> **Items excerpted from a collection**

▼▼▼

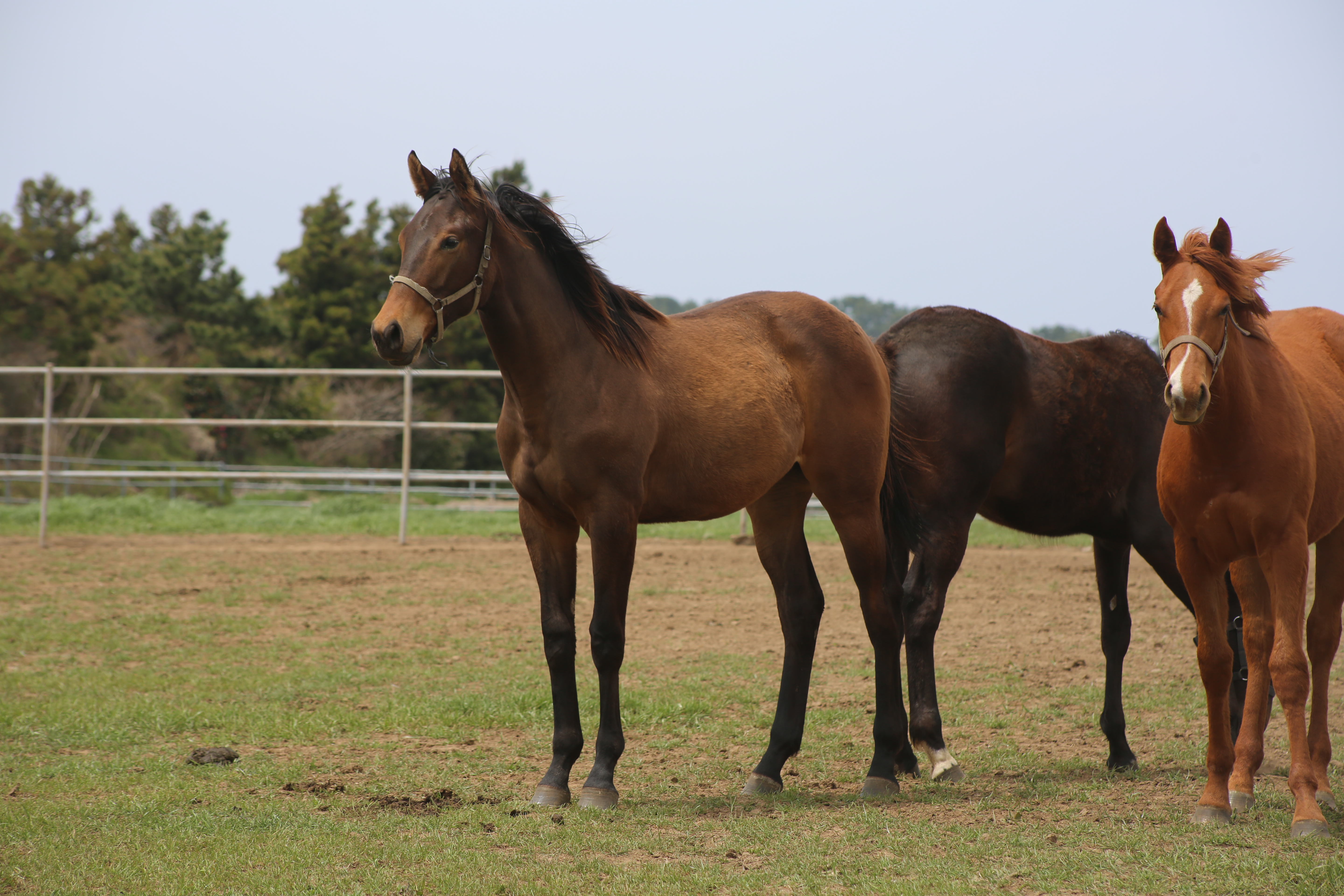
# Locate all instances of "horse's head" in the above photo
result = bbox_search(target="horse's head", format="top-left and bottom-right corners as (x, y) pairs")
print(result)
(1153, 218), (1240, 426)
(371, 149), (490, 365)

▲▲▲

Format every line of the items as a JSON list of strings, one string per line, omitting blank lines and the pictures.

[
  "# Locate all instances of \"horse's head\" in the above photo",
  "result = bbox_search(target=\"horse's head\", format=\"top-left and bottom-right corners as (x, y) pairs\")",
  "print(result)",
  "(1153, 218), (1240, 426)",
  "(371, 149), (490, 365)"
]